===== Provided data =====

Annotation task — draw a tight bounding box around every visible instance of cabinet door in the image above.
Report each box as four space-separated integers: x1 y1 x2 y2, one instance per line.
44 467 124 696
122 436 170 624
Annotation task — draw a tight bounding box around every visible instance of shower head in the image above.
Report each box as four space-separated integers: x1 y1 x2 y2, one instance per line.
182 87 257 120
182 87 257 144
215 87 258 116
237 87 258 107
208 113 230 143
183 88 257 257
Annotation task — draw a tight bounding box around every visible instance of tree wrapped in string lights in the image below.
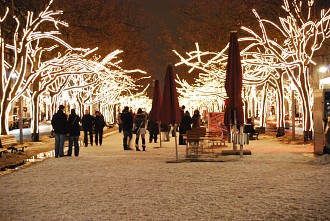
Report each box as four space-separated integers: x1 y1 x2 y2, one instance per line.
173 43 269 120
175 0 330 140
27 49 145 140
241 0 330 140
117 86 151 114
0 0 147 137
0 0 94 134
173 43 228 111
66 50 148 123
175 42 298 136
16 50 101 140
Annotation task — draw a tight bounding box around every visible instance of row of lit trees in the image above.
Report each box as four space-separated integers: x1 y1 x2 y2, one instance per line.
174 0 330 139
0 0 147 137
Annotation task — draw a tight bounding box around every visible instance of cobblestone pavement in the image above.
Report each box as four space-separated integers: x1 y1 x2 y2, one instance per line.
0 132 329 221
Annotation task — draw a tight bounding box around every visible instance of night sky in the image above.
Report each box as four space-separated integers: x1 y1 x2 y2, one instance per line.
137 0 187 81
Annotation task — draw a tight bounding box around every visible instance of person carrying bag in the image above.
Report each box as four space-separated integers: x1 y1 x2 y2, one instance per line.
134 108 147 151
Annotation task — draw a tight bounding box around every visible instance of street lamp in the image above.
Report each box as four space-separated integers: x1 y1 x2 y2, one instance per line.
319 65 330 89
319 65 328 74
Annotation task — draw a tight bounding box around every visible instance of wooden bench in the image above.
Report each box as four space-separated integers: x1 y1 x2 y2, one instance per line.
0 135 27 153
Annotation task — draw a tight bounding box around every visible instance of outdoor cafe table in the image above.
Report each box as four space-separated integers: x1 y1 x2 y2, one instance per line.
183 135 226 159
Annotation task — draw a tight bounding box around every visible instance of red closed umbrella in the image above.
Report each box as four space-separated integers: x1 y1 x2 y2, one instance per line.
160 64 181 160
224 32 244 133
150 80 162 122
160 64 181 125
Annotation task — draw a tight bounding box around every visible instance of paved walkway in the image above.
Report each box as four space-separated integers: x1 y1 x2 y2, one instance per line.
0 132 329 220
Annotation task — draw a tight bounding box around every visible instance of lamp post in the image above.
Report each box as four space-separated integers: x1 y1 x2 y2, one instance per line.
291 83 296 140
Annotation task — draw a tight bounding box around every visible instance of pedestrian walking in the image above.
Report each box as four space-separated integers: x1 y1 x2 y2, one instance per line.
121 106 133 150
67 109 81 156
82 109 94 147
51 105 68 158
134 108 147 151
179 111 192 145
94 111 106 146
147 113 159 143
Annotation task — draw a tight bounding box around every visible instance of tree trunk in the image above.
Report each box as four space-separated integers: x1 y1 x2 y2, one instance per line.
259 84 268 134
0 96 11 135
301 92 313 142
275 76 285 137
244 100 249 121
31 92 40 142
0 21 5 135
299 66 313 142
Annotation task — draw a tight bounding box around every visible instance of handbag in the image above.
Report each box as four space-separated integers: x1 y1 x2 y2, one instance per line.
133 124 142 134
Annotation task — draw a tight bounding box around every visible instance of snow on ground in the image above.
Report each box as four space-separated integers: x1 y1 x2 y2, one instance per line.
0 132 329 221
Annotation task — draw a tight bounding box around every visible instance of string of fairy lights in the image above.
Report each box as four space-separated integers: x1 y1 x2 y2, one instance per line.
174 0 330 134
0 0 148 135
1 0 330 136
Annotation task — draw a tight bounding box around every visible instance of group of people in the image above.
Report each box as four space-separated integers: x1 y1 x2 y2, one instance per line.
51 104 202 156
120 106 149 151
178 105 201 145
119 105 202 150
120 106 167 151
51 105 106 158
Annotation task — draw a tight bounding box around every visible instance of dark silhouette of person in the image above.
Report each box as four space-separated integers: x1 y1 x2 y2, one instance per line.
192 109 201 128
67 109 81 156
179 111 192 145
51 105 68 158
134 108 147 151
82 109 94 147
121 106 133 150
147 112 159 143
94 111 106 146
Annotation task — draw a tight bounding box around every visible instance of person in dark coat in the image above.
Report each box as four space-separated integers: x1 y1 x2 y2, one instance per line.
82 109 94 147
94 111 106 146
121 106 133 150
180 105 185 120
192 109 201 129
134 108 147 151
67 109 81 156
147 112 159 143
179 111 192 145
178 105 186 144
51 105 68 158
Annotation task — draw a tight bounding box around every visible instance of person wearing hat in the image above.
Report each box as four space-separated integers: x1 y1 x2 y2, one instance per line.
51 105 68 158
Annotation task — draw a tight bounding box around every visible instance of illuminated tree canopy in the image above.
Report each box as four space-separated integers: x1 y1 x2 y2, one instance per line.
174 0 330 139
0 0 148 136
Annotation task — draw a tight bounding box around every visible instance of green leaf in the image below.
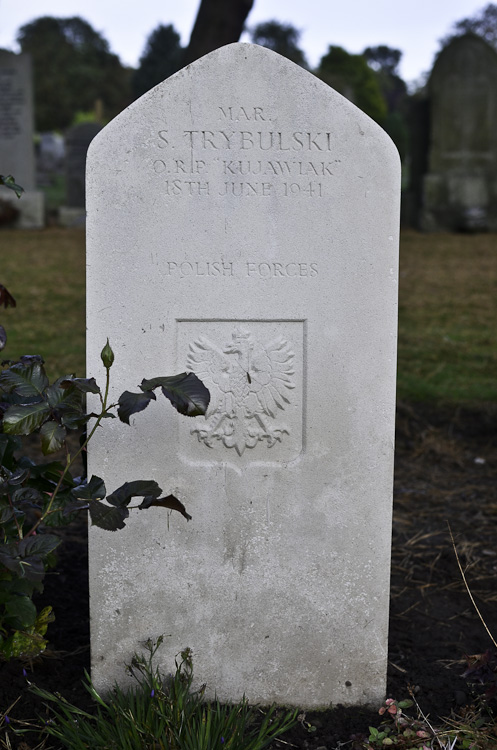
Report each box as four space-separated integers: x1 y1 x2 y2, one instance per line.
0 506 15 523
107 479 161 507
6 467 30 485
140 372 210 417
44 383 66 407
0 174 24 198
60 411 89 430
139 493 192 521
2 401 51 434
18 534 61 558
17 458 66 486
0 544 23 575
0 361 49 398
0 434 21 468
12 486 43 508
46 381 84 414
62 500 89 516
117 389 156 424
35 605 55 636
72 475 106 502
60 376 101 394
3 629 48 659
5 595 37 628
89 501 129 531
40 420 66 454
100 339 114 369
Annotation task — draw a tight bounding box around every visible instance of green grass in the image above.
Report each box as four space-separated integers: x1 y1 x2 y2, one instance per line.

=====
===== Provided data =====

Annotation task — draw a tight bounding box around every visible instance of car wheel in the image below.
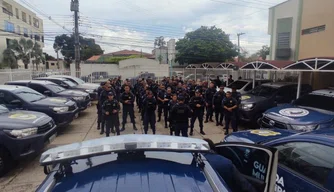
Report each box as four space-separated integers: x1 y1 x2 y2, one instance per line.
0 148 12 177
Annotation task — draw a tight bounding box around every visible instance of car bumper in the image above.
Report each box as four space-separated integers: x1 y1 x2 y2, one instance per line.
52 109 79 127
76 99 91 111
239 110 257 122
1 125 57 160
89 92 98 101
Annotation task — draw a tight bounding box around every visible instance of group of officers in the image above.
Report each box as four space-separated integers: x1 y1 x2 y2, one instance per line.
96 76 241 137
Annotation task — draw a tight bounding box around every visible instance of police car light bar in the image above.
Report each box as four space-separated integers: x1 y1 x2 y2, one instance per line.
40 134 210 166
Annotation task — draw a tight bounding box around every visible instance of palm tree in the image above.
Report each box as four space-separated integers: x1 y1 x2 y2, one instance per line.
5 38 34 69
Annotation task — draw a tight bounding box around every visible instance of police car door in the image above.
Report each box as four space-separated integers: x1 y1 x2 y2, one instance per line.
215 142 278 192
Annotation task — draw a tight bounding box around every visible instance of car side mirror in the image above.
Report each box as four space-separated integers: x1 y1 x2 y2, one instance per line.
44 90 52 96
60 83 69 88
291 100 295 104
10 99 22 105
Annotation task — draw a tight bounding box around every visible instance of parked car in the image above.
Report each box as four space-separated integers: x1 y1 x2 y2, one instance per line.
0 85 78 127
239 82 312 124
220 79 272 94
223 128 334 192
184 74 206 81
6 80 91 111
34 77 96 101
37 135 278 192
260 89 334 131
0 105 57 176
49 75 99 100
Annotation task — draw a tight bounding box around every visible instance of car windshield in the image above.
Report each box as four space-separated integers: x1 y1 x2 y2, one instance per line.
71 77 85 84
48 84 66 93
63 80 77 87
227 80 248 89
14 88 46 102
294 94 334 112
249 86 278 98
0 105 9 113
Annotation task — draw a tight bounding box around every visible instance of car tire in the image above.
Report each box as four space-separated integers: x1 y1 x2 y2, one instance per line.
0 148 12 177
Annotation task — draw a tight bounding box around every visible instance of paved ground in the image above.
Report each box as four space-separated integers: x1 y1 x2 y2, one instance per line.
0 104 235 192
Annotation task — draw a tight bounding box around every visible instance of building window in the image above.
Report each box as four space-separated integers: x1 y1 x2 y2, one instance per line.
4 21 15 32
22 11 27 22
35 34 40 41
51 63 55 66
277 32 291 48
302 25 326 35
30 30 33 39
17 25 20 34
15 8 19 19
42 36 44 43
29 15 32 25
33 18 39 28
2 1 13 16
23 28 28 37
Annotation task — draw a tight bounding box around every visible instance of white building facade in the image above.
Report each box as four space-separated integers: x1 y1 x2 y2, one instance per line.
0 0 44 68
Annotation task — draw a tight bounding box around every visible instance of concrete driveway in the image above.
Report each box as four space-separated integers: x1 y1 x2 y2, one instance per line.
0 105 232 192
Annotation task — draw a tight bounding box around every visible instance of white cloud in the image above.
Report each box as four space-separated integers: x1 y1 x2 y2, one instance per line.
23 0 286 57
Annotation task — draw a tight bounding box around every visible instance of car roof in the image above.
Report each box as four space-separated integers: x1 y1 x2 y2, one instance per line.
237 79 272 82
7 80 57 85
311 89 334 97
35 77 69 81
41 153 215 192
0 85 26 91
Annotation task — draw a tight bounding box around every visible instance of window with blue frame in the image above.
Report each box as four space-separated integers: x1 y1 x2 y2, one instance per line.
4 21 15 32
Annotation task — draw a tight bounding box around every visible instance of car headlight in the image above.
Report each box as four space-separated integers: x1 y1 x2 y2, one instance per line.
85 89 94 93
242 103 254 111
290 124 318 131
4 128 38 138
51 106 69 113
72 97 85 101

=====
===== Provided data =====

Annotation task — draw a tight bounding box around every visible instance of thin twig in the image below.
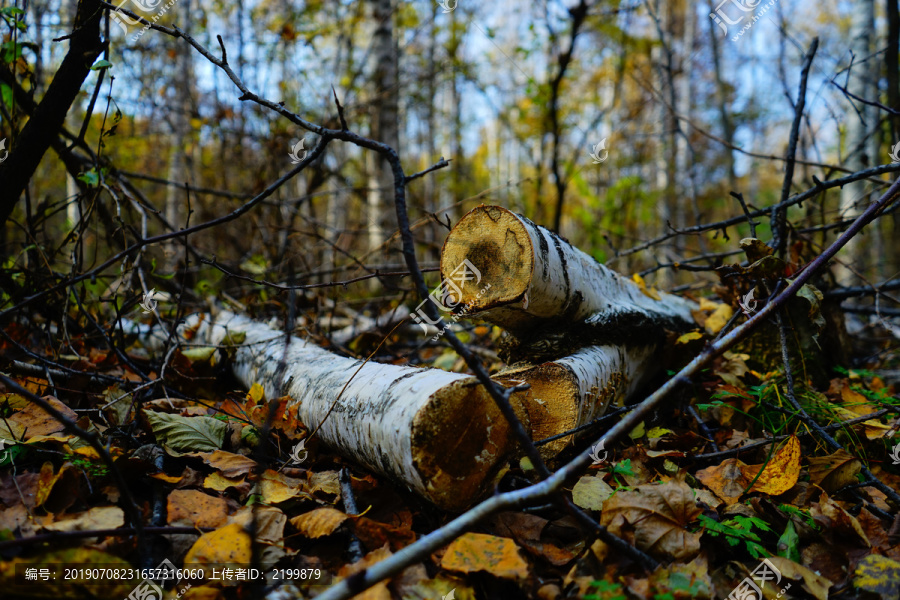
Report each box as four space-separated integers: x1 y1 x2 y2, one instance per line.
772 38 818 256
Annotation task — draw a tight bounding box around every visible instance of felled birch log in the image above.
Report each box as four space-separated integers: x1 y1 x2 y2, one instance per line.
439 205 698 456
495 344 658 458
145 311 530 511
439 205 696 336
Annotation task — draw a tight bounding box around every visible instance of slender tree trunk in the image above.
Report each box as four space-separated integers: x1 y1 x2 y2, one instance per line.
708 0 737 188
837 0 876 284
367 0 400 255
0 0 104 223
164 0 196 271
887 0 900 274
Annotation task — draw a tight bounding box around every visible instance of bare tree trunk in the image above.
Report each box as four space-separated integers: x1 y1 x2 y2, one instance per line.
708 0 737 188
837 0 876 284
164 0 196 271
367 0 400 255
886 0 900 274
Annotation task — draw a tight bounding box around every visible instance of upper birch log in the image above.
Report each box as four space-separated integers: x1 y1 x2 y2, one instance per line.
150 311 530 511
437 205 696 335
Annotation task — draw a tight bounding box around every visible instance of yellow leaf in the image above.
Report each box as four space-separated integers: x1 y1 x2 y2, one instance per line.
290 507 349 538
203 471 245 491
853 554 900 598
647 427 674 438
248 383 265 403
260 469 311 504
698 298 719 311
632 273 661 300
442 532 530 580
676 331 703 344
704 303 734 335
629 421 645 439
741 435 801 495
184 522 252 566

=====

▶ **What is being asked**
State only the number of lines in these entries that contain "white".

▶ **Answer box**
2